■ **Given passage**:
>>
Later, Acheson encouraged President Kennedy to stand firm against the Soviets in the Berlin Wall and Cuban missile crises. He headed a group of elder statesmen who advised President Johnson on the Vietnam War. When Acheson turned against the war, Johnson realized that domestic support for his policy had crumbled.
Acheson is a masterful biography of a great statesman whose policies won the Cold War. It is also an important and dramatic work of history chronicling the momentous decisions, events, and fascinating personalities of the most critical decades of the American Century.
Customer Reviews:
Much better than what is already out there.......2002-08-28
James Chace does a great job in listing all kinds of facts and anecdotes about Dean Acheson and his contributions to American Cold War policy. (I think that his book is the only true comprehensive biography on Mr. Acheson out there, too.)
Missed Opportunities.......2001-11-10
The seventy-five years spanned by Dean Acheson's life saw the radical shift of America's role in the world from one of a significant, but none the less marginal power, to becoming that world's chief law enforcement officer, judge and--in several instances up to the present day--executioner. Chace's contention is that, to a large extent, Acheson was responsible for the shift.
Overstated in the title, the text indicates someone rather different from an earth mover and shaker. Acheson was, in fact, a frequently puzzled, often wrong, usually pragmatic, but sufficiently arrogant Secretary of State to push through policies with a self assurance that indeed profoundly affected the place America would play for over a half-century to come. But it is the personal relationship between two disparate individuals, President Truman and his Secretary of State, that especially intrigues Chace and that will leave the reader wondering as well.
<<
■ **Job**: Can you repeat, word for word, the part of the Acheson biography page that opens with the words containing "Later, Acheson encouraged" and closes with "out there, too.)"? The listing after the Acheson biography page is separate material with no tie to it.

■ **Data lines**:
>>
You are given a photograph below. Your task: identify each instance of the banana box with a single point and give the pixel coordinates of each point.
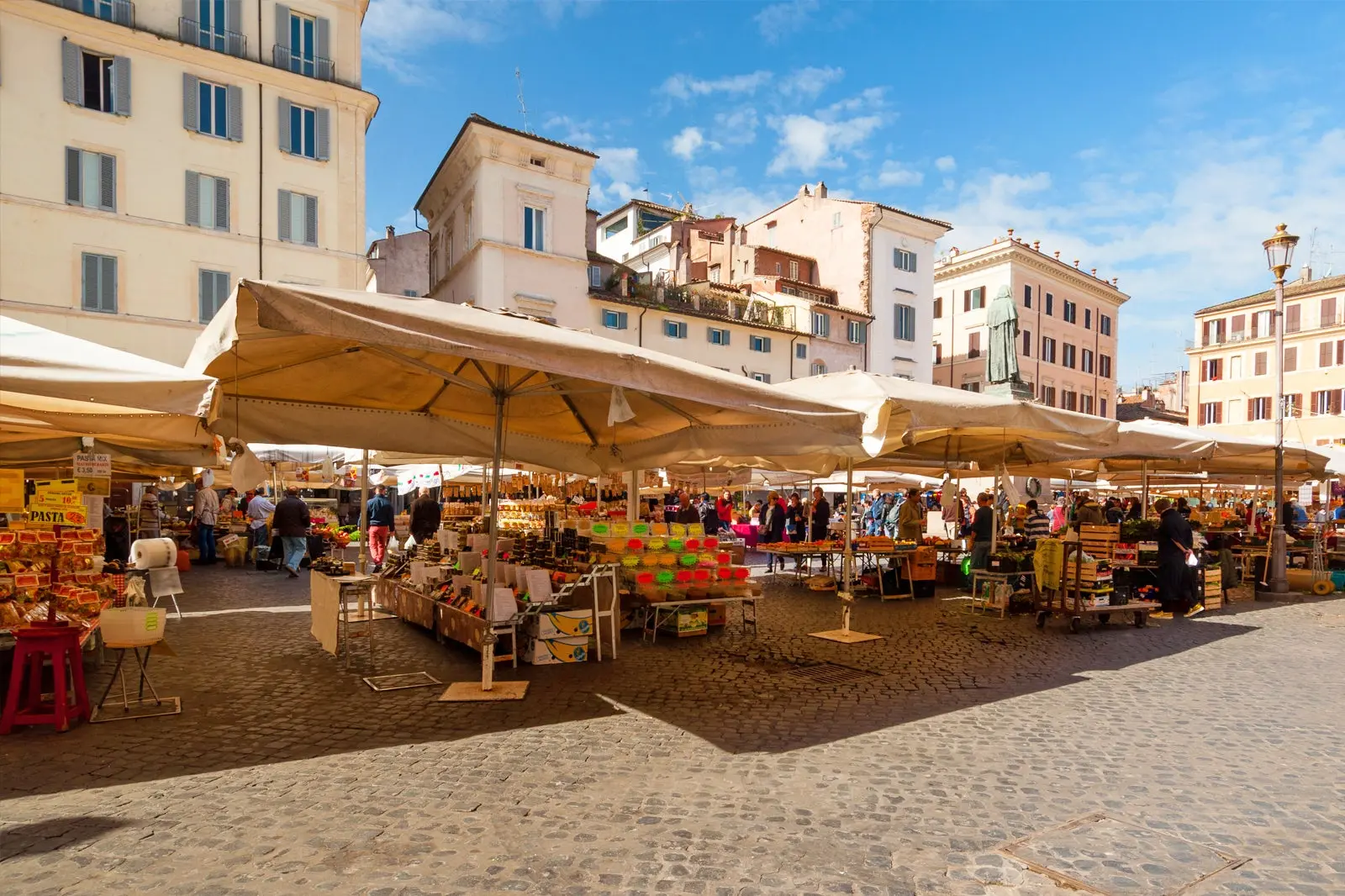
(557, 650)
(562, 623)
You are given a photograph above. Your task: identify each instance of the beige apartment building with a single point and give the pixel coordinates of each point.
(509, 228)
(1067, 318)
(155, 152)
(1232, 363)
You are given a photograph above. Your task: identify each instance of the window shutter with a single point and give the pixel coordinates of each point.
(324, 54)
(311, 221)
(190, 98)
(221, 203)
(108, 188)
(91, 282)
(282, 230)
(208, 295)
(71, 73)
(282, 105)
(121, 85)
(193, 199)
(235, 96)
(73, 194)
(108, 284)
(323, 123)
(235, 15)
(282, 33)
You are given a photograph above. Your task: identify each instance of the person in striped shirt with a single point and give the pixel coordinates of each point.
(1037, 525)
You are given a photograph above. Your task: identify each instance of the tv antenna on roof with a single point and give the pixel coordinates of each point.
(522, 107)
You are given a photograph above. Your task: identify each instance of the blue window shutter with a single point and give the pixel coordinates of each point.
(108, 188)
(71, 73)
(284, 124)
(193, 199)
(190, 111)
(323, 134)
(235, 112)
(121, 85)
(221, 203)
(282, 47)
(73, 170)
(282, 230)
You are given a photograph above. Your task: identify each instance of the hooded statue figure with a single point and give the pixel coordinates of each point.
(1002, 356)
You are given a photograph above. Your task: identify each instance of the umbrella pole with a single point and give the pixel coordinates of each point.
(1143, 488)
(363, 512)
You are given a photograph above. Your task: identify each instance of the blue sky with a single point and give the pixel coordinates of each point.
(1158, 143)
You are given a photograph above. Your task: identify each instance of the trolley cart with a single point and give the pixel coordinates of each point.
(1082, 593)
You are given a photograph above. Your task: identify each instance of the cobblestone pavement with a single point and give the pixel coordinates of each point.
(704, 766)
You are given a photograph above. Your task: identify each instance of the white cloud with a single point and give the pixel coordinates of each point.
(809, 82)
(720, 192)
(894, 175)
(619, 163)
(685, 87)
(736, 127)
(689, 141)
(807, 145)
(578, 134)
(1179, 240)
(782, 19)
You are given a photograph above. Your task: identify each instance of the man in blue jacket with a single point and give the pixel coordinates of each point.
(380, 525)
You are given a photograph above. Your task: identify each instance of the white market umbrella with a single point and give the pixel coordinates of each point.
(300, 363)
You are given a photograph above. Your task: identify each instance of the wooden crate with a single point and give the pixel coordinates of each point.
(1100, 541)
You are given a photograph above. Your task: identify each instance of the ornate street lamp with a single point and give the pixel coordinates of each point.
(1279, 255)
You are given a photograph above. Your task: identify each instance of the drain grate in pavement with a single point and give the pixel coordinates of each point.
(831, 674)
(1103, 855)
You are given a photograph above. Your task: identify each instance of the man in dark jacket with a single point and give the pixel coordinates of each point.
(425, 517)
(686, 512)
(1174, 544)
(291, 522)
(380, 525)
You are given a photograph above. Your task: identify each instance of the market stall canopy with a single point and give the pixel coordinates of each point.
(421, 376)
(55, 389)
(1167, 447)
(923, 428)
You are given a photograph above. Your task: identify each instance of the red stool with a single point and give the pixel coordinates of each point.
(37, 643)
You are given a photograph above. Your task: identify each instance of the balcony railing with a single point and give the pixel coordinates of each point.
(732, 308)
(226, 42)
(309, 66)
(114, 11)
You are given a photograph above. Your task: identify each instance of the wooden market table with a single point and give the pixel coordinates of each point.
(666, 609)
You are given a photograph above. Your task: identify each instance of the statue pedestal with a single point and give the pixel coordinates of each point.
(1015, 389)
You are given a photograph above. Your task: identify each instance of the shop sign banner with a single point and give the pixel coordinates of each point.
(11, 492)
(92, 466)
(58, 514)
(58, 493)
(100, 486)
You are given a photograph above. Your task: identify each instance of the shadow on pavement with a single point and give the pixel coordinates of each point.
(256, 689)
(54, 835)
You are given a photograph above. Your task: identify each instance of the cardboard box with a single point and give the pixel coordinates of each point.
(564, 623)
(688, 622)
(556, 650)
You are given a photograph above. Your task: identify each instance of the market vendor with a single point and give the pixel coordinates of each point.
(1174, 546)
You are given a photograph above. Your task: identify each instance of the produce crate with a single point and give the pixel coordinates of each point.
(1100, 541)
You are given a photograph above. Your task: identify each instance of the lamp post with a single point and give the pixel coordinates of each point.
(1279, 255)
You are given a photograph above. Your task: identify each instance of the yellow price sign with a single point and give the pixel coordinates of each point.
(11, 492)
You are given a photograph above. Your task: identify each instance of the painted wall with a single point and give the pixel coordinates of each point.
(159, 256)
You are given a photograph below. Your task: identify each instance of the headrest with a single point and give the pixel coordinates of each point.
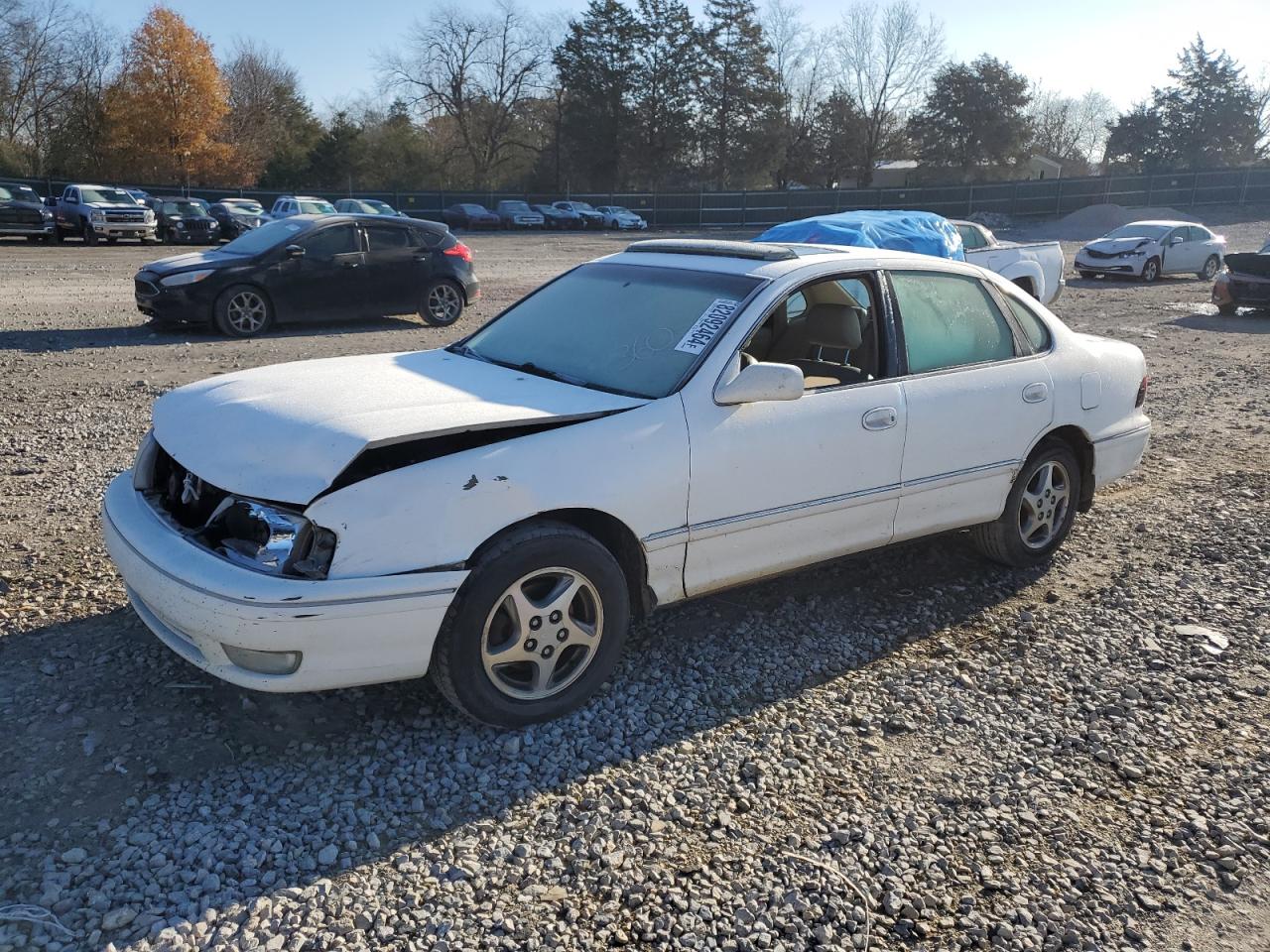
(834, 325)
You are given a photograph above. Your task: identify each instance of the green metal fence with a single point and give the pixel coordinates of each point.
(740, 209)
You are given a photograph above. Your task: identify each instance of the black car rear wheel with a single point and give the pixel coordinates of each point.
(243, 311)
(443, 302)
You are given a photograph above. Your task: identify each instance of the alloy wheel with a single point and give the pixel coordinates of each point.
(543, 634)
(444, 303)
(1043, 507)
(246, 312)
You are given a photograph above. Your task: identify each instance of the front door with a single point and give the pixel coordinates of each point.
(780, 485)
(326, 282)
(976, 402)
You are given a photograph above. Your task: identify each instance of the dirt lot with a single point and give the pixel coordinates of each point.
(1011, 760)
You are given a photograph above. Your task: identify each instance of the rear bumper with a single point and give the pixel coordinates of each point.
(347, 631)
(1119, 453)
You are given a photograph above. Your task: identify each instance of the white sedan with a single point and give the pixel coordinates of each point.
(1147, 249)
(658, 424)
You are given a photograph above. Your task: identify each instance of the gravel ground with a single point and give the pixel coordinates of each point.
(905, 749)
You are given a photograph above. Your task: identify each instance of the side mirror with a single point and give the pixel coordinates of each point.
(760, 382)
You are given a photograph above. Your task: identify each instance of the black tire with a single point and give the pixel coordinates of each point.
(443, 303)
(457, 667)
(231, 307)
(1003, 539)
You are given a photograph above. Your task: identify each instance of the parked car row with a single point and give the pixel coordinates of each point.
(513, 213)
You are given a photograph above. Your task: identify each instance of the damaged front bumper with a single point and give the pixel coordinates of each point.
(238, 624)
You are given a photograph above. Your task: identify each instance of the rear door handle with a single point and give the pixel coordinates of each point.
(1035, 393)
(880, 417)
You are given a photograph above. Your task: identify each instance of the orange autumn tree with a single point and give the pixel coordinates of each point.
(168, 104)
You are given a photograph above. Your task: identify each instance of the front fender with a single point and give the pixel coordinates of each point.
(631, 465)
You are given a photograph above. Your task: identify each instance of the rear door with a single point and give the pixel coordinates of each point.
(976, 394)
(397, 268)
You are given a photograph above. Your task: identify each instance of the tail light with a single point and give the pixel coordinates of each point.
(460, 250)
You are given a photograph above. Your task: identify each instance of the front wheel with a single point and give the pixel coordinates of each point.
(443, 303)
(1039, 511)
(535, 630)
(243, 311)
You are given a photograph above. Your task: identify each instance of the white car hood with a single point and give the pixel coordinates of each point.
(1111, 246)
(285, 431)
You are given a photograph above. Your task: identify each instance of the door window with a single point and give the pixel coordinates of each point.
(384, 238)
(327, 243)
(949, 320)
(826, 329)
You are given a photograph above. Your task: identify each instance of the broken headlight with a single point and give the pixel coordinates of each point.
(270, 539)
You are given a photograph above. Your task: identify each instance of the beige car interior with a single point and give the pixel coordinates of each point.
(825, 330)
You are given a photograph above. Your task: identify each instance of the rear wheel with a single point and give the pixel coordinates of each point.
(243, 311)
(443, 302)
(1039, 509)
(536, 629)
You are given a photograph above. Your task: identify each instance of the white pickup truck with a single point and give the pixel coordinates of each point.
(1037, 267)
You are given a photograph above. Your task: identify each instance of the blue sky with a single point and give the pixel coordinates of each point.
(1121, 49)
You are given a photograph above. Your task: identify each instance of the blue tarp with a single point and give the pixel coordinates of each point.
(924, 232)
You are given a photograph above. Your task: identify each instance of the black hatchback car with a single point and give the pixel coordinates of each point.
(183, 221)
(310, 268)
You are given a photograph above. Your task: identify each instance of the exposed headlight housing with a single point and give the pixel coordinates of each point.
(270, 539)
(176, 281)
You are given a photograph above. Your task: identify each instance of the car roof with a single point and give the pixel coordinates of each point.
(802, 257)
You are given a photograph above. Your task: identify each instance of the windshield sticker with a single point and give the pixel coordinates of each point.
(707, 325)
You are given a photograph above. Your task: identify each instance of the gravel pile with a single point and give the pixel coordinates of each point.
(906, 749)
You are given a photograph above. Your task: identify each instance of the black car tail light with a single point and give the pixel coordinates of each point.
(460, 250)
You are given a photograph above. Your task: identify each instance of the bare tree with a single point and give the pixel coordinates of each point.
(888, 56)
(483, 72)
(799, 60)
(1072, 131)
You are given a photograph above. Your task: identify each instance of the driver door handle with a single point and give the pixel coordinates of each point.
(1035, 393)
(880, 417)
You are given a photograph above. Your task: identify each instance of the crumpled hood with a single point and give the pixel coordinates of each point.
(1112, 246)
(285, 431)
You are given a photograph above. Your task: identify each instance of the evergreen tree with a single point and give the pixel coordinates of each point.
(595, 64)
(739, 96)
(974, 117)
(667, 71)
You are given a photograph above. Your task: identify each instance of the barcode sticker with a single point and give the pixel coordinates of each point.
(707, 325)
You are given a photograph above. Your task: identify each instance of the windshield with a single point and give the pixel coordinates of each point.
(1152, 231)
(107, 195)
(19, 193)
(268, 235)
(621, 327)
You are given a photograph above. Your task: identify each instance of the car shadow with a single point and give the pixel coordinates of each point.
(54, 339)
(1243, 322)
(107, 724)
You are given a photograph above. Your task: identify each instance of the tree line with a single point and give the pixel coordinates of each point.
(624, 95)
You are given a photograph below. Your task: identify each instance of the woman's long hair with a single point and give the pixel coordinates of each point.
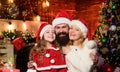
(40, 49)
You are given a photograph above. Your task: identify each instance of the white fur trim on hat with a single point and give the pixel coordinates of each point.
(82, 27)
(44, 29)
(60, 20)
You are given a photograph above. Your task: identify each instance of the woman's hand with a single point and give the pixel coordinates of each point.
(32, 65)
(65, 49)
(94, 57)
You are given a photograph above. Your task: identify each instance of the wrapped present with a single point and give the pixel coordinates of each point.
(18, 43)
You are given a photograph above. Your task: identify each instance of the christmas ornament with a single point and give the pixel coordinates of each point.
(99, 27)
(52, 61)
(13, 11)
(112, 28)
(47, 55)
(104, 40)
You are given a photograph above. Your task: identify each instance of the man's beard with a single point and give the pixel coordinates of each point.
(62, 40)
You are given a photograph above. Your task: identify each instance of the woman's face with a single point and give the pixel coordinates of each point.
(49, 35)
(75, 33)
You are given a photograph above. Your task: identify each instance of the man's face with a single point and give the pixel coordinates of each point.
(62, 35)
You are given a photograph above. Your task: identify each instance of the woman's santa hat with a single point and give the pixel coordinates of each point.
(43, 27)
(83, 27)
(61, 17)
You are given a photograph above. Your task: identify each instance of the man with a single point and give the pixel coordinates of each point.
(61, 25)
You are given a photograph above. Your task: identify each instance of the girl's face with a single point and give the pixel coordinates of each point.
(75, 33)
(49, 35)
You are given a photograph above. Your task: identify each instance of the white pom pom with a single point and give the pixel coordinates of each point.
(113, 28)
(52, 61)
(47, 55)
(92, 44)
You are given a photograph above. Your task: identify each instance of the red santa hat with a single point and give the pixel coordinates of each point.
(41, 30)
(83, 27)
(62, 17)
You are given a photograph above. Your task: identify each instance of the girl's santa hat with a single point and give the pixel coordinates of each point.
(62, 17)
(43, 27)
(83, 27)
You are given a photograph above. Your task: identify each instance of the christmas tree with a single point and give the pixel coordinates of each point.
(107, 34)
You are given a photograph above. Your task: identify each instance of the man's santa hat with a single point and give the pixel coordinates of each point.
(83, 27)
(43, 27)
(62, 17)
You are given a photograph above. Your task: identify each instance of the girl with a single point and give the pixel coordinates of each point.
(45, 57)
(79, 49)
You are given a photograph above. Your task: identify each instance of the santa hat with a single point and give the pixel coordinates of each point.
(83, 27)
(42, 30)
(62, 17)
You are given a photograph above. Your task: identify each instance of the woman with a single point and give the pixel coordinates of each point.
(78, 52)
(45, 56)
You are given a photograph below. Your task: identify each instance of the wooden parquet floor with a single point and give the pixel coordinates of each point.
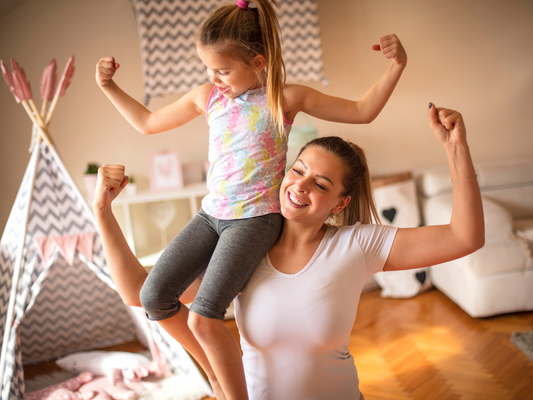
(427, 348)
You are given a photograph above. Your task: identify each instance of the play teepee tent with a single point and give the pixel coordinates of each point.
(56, 293)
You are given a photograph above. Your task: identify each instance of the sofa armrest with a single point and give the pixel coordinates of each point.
(437, 210)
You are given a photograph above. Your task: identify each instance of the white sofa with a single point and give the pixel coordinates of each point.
(498, 278)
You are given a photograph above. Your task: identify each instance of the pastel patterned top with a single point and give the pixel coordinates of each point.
(247, 156)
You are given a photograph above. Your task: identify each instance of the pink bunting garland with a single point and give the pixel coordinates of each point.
(67, 245)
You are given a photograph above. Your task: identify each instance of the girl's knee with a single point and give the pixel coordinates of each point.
(157, 306)
(203, 327)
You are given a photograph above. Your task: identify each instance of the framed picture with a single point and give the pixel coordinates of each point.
(165, 171)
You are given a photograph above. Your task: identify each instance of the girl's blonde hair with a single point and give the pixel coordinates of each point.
(356, 181)
(244, 33)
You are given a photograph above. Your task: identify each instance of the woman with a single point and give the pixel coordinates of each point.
(296, 312)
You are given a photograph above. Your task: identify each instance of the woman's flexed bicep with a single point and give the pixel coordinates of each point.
(430, 245)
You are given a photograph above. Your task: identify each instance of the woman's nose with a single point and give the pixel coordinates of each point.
(301, 185)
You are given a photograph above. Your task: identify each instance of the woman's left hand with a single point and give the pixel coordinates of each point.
(447, 125)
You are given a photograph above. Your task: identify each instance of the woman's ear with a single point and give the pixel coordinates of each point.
(341, 205)
(259, 62)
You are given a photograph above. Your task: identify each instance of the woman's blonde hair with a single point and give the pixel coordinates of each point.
(356, 181)
(243, 34)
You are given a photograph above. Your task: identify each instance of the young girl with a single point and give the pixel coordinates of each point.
(249, 109)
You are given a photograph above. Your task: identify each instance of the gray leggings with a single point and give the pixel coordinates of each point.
(229, 249)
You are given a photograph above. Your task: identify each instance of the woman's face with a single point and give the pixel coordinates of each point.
(312, 189)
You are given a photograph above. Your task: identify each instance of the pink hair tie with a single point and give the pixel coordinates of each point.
(242, 4)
<<
■ **Output for this task**:
Later, Acheson encouraged President Kennedy to stand firm against the Soviets in the Berlin Wall and Cuban missile crises. He headed a group of elder statesmen who advised President Johnson on the Vietnam War. When Acheson turned against the war, Johnson realized that domestic support for his policy had crumbled.
Acheson is a masterful biography of a great statesman whose policies won the Cold War. It is also an important and dramatic work of history chronicling the momentous decisions, events, and fascinating personalities of the most critical decades of the American Century.
Customer Reviews:
Much better than what is already out there.......2002-08-28
James Chace does a great job in listing all kinds of facts and anecdotes about Dean Acheson and his contributions to American Cold War policy. (I think that his book is the only true comprehensive biography on Mr. Acheson out there, too.)